:: GESTELLTE AUFGABEN ::
(a) Als was arbeitete die Filmemacherin laut der Passage über Beckermann, bevor sie 1977 mit dem Filmemachen begann?
(b) Führe die Passage über Beckermanns Filmarbeit im Anschluss an ihren letzten Satz weiter.

:: AUSGEWÄHLTE PASSAGE ::
--*--
Beckermann hat für ihre Adaption der in glühenden Worten gehaltenen Korrespondenz zwischen Ingeborg Bachmann und Paul Celan erstmals mit Schauspielern gearbeitet. Eingesprochen wird der Text, in dem sich die Hürden einer Liebe zwischen einem Juden und der Tochter eines NSDAP-Mitglieds manifestieren, auf dem Setting des Wiener Funkhauses. Dort folgt Beckermann der Eigenmächtigkeit der Sprache gleich auf mehreren Ebenen: auf Gesichtern, aber auch auf dem Gelände, in dem die Dialoge nachhallen.

Bei der Diagonale hat die seit 1977 tätige Filmemacherin – davor arbeitete die promovierte Kunsthistorikerin als Journalistin – auch ihr nächstes Projekt vorgestellt, einen Kompilationsfilm über die Waldheim-Ära. Mit den beiden Arbeiten sind schon zwei wesentliche Ausrichtungen der Tochter einer jüdischen Wiener Familie – der Vater hatte ein Damenmodegeschäft in der Innenstadt – umrissen: einerseits die Flaneurin und Bildersucherin, die sich ausgehend von der Identität einer österreichischen Jüdin mit historischen Verwerfungen und Fluchtbewegungen befasst, die sie immer wieder in die Ferne, auf Reisen und in die Literatur führen – zuletzt in dem Collagefilm Those Who Go Those Who Stay.
--*--
:: BEREITGESTELLTE DATEN ::
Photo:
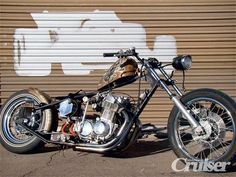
--*--
:: ERWARTETE ANTWORTEN ::
(a) Sie arbeitete als Journalistin.

(b)
Zugleich und ebenso wichtig: die Position der politisch unnachgiebigen Intellektuellen und Gegenwartskritikerin, der speziell die Ausformungen österreichischer Nachlässigkeit im Umgang mit der nationalsozialistischen Vergangenheit keine Ruhe lassen. Ihr Film über die Wehrmachtsausstellung, Jenseits des Krieges, mag hier nur als eines von vielen Beispielen stehen.

Geprägt wurde Beckermann, 1952 in Wien geboren, nicht zuletzt durch die Jugend in einem Land, das seine Identität lange auf einem Opfermythos gründete. In den 1970er-Jahren wurde sie in linken Gruppierungen politisch aktiv – ihr erster Film, noch im Kollektiv entstanden, befasst sich mit der Besetzung der Arena. Seit damals ist Beckermann, die auch Mutter eines Sohnes ist, weit herumgekommen – in allen Arbeiten kommt sie jedoch immer wieder darauf zurück, wie sich die Geschichte beharrlich in der Gegenwart spiegelt. (Dominik Kamalzadeh, 13.3.2016)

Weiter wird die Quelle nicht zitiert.